(Dataset entries)
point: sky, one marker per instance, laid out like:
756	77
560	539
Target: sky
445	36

== What to produce ==
Nothing in the data may be left out. Copy all of it exactly.

== Solution for this problem ==
point: sky, one marker per instance, laid out like:
756	77
560	539
Target: sky
445	36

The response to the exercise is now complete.